● Exercise inputs:

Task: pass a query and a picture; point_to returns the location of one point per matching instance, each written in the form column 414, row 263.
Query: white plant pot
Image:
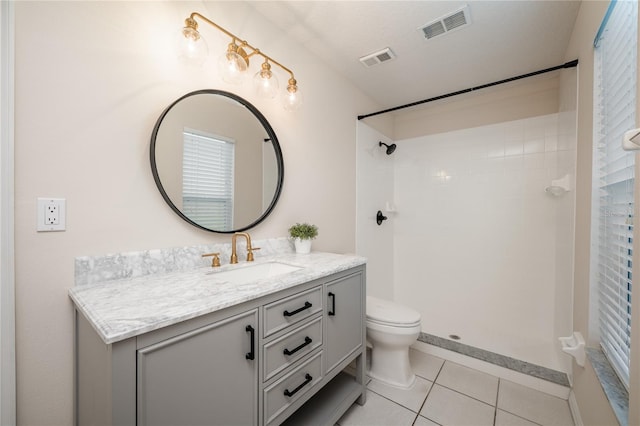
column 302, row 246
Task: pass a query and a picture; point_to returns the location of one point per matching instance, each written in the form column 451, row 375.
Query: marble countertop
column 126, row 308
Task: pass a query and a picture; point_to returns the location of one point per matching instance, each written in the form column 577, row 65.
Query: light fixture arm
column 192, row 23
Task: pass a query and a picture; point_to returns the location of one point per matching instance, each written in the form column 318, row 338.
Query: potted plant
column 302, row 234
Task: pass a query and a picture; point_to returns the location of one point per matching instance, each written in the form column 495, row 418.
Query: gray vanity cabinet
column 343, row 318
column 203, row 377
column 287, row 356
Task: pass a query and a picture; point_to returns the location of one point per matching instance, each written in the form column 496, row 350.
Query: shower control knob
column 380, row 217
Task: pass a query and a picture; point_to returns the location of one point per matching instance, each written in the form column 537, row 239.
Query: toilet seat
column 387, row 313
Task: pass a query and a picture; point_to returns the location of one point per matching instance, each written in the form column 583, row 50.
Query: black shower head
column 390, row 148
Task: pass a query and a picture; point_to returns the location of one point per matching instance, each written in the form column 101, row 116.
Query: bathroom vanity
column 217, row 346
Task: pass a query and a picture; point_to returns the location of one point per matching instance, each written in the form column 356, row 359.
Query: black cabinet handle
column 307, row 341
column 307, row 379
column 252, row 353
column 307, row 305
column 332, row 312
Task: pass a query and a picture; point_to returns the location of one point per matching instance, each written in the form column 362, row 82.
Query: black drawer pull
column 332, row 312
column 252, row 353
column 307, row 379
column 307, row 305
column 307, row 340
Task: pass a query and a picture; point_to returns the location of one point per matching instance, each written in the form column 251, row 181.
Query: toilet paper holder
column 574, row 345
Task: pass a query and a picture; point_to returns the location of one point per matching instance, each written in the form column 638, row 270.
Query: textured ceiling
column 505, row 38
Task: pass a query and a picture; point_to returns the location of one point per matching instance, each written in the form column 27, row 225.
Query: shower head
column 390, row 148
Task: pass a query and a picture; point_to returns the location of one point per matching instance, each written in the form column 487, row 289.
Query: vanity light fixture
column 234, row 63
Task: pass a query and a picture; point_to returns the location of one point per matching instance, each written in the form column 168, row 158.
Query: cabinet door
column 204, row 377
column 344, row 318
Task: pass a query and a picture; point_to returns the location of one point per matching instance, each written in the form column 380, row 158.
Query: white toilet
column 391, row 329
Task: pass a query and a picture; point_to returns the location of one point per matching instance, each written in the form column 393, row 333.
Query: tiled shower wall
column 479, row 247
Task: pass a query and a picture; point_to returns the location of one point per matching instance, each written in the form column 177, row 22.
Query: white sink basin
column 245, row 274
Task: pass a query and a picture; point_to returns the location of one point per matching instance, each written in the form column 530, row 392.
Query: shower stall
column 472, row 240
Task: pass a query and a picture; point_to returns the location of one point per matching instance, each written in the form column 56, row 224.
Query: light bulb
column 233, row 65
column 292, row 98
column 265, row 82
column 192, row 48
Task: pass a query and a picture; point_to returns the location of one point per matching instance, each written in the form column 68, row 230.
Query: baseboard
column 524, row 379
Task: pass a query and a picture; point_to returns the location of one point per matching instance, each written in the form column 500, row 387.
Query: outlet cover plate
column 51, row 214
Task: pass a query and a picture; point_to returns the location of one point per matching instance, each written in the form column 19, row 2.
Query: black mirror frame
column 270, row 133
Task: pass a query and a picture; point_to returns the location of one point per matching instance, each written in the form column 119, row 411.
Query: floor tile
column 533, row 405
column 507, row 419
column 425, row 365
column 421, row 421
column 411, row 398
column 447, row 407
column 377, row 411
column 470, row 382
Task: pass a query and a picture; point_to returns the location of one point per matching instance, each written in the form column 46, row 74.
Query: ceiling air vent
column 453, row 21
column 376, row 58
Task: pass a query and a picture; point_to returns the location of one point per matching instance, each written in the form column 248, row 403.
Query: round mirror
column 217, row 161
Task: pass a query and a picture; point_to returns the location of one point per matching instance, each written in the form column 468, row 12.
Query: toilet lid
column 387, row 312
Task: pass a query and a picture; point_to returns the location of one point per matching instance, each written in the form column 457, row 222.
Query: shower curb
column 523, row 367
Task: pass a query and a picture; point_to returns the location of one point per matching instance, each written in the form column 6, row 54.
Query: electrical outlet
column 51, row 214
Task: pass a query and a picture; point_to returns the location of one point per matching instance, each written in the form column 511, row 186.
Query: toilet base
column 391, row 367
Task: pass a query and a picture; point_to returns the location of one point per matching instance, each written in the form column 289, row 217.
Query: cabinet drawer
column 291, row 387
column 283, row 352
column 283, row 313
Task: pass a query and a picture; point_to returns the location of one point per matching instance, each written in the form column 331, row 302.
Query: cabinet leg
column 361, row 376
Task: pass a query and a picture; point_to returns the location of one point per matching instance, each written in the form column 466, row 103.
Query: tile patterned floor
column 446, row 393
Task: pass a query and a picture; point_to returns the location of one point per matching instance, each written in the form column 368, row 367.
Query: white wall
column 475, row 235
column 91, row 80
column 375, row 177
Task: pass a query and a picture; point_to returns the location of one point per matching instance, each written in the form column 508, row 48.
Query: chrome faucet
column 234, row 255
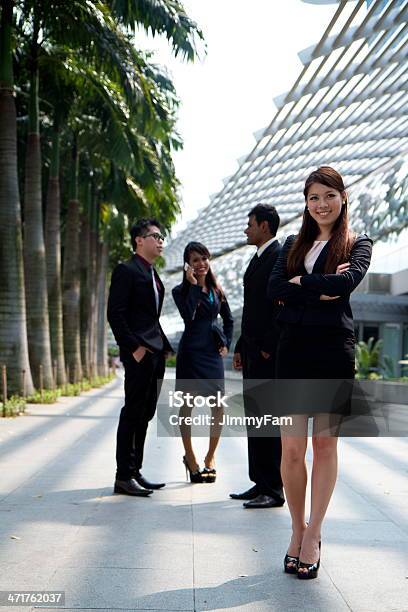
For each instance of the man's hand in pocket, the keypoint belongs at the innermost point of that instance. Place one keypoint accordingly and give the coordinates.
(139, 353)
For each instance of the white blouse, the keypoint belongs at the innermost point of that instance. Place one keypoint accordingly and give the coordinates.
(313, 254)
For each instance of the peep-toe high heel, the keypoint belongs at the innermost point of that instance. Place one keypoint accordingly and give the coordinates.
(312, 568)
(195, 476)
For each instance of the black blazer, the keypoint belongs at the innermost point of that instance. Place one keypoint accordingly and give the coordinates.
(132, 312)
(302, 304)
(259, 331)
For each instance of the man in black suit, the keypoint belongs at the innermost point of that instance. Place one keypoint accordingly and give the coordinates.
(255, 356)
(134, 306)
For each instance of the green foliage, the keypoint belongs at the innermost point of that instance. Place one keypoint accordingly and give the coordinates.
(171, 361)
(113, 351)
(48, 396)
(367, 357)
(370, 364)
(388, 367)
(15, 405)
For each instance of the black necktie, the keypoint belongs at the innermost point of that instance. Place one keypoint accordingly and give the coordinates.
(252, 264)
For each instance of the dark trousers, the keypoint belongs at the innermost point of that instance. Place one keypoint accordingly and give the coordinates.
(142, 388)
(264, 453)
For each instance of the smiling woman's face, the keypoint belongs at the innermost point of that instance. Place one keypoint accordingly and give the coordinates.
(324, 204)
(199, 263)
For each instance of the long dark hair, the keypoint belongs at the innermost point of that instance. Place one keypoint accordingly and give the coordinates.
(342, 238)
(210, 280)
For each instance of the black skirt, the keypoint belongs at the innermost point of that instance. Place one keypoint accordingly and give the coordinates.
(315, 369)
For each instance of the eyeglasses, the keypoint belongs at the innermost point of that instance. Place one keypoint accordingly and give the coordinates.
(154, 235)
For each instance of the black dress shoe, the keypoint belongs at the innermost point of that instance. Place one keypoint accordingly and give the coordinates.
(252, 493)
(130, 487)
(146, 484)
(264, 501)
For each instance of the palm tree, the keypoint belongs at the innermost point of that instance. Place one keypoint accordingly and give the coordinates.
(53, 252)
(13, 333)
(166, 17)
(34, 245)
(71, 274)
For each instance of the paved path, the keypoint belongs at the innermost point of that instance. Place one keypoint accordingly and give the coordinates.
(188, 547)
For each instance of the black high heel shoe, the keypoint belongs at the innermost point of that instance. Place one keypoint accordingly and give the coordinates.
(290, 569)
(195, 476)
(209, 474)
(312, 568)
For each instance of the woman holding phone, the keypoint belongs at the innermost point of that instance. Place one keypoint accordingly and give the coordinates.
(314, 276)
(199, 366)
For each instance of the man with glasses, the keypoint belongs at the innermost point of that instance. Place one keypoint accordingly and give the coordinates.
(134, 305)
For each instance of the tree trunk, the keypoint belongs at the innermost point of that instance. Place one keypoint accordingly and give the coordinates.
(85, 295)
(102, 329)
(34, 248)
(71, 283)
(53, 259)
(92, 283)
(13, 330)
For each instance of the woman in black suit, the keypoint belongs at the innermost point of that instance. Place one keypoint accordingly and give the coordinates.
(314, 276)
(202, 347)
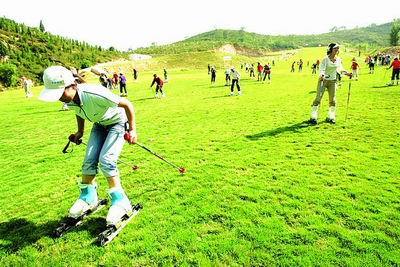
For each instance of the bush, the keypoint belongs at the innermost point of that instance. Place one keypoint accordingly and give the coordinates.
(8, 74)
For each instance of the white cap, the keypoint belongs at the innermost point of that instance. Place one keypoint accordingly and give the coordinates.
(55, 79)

--

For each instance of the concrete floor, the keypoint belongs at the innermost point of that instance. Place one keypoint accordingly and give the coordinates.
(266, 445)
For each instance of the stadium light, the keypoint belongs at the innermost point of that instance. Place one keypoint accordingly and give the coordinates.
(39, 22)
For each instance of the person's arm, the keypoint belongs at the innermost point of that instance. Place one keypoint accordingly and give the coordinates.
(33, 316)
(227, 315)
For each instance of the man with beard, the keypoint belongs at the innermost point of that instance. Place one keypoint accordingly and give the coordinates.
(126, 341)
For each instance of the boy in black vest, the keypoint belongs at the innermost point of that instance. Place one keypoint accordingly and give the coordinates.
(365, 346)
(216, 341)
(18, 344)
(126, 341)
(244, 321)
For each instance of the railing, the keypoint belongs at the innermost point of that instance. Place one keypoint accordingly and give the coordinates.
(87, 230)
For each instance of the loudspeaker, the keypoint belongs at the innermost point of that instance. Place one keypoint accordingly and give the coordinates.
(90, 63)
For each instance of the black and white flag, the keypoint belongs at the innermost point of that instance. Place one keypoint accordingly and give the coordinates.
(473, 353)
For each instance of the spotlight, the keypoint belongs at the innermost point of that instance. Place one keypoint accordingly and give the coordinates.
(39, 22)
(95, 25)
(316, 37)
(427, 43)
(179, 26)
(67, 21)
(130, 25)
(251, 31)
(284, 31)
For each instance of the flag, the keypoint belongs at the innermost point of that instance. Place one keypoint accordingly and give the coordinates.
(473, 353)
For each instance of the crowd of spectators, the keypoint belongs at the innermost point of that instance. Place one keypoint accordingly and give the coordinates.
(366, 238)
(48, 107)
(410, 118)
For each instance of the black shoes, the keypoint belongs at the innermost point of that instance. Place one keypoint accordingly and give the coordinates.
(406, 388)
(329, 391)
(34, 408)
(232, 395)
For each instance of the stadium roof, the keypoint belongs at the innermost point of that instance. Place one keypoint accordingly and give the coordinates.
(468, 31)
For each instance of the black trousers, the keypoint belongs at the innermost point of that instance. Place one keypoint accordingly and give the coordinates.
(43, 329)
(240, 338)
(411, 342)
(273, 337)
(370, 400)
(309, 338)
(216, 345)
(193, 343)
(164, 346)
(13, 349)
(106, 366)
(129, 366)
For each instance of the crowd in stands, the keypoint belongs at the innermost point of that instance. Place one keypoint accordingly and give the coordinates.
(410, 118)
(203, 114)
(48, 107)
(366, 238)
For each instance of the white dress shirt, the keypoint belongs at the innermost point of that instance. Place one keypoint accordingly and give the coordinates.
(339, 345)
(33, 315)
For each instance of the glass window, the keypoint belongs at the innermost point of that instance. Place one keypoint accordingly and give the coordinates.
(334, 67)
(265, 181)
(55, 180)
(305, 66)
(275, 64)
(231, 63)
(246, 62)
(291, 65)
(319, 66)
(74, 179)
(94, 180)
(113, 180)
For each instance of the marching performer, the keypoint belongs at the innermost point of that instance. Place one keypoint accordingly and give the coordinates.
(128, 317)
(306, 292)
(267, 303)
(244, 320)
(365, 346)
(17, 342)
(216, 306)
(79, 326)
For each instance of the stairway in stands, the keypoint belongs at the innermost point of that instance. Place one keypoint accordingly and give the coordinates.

==

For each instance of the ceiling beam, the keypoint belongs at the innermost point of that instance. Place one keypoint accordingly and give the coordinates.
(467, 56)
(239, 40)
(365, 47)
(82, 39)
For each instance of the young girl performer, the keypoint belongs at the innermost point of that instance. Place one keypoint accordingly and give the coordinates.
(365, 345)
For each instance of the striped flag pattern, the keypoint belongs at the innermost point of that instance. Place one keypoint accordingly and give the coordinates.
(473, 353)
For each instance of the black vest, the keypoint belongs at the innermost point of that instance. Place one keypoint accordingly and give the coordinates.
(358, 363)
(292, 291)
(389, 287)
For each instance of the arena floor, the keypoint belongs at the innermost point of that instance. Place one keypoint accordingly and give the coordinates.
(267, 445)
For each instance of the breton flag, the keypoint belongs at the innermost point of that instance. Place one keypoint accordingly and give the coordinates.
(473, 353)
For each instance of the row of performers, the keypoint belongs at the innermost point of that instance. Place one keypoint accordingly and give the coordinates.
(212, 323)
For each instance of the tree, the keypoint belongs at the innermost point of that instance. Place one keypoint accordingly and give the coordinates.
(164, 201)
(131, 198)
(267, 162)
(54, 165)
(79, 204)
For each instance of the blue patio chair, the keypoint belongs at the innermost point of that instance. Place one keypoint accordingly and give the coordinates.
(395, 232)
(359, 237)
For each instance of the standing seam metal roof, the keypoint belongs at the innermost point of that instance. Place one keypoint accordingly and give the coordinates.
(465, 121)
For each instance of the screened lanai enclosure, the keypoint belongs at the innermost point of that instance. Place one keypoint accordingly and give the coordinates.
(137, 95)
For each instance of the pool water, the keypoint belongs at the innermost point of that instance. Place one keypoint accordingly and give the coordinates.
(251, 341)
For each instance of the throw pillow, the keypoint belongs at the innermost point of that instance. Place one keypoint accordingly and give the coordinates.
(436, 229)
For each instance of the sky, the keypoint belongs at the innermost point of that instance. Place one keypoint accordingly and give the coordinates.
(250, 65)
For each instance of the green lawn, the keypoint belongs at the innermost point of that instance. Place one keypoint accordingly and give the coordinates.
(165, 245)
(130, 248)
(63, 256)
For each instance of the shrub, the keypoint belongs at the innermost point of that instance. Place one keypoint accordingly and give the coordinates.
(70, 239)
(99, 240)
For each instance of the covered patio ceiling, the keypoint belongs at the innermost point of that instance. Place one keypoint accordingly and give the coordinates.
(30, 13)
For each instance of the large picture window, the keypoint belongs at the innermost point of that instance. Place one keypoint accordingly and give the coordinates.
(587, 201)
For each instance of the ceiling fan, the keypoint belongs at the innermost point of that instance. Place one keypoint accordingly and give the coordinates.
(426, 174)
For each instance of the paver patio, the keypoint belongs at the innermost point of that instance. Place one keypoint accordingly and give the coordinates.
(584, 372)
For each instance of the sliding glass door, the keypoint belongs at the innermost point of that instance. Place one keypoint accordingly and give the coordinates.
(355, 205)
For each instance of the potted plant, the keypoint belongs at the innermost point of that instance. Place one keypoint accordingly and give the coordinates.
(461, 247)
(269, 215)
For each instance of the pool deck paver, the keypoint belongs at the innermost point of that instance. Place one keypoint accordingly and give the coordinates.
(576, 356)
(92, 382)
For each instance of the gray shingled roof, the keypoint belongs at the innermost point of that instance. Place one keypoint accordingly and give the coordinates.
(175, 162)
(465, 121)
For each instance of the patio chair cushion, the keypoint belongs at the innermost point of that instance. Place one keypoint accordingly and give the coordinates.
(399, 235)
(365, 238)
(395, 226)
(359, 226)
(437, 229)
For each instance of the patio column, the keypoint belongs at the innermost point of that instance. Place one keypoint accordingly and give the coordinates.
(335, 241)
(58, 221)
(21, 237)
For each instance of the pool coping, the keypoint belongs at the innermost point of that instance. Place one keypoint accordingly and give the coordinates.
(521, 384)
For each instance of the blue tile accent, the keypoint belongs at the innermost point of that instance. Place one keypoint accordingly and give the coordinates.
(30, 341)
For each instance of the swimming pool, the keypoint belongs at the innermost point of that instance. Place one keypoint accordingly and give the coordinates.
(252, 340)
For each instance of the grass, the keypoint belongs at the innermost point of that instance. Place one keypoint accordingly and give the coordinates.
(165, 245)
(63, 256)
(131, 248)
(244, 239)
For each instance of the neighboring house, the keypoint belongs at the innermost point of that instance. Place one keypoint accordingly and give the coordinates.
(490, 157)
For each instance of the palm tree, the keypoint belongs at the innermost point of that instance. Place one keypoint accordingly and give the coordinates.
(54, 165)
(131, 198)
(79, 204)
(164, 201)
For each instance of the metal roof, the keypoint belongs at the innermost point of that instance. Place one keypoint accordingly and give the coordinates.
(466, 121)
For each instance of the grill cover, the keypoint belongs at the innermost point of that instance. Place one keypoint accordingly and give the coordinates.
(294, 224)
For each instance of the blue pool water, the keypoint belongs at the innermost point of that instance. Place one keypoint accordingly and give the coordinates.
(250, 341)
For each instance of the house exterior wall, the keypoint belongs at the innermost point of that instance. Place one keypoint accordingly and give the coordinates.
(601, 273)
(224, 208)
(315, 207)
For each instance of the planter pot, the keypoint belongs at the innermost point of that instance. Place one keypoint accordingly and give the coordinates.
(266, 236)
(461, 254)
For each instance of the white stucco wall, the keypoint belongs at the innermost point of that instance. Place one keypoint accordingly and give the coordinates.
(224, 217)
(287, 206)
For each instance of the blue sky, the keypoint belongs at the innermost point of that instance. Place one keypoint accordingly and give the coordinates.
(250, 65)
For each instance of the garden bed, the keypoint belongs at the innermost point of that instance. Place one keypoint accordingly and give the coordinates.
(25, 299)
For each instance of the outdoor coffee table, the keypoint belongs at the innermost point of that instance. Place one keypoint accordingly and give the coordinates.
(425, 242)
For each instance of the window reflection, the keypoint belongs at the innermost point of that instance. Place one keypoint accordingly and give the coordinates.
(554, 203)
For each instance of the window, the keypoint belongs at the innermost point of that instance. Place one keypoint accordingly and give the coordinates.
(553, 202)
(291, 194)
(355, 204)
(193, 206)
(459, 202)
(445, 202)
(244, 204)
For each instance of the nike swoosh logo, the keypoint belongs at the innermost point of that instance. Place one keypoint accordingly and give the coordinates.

● Goal of the exercise: Can you write out the records word for word, from the line holding "414, row 263." through the line holding "column 302, row 234", inclusive, leaving out the pictures?

● Response:
Task: pass a query and a picture; point_to returns the location of one point per matching instance, each written in the form column 414, row 263.
Query: white plant pot
Image:
column 302, row 246
Task: pass a query and a picture; point_to returns the location of one point per matching instance, each written in the form column 451, row 375.
Query: marble countertop
column 126, row 308
Task: pass a query and a picture; point_to returns the location of one point per matching instance, each written in the form column 577, row 65.
Query: light fixture arm
column 192, row 23
Task: pass a query and a picture; point_to returns the location of one point per matching instance, each written in the form column 318, row 338.
Query: potted plant
column 302, row 234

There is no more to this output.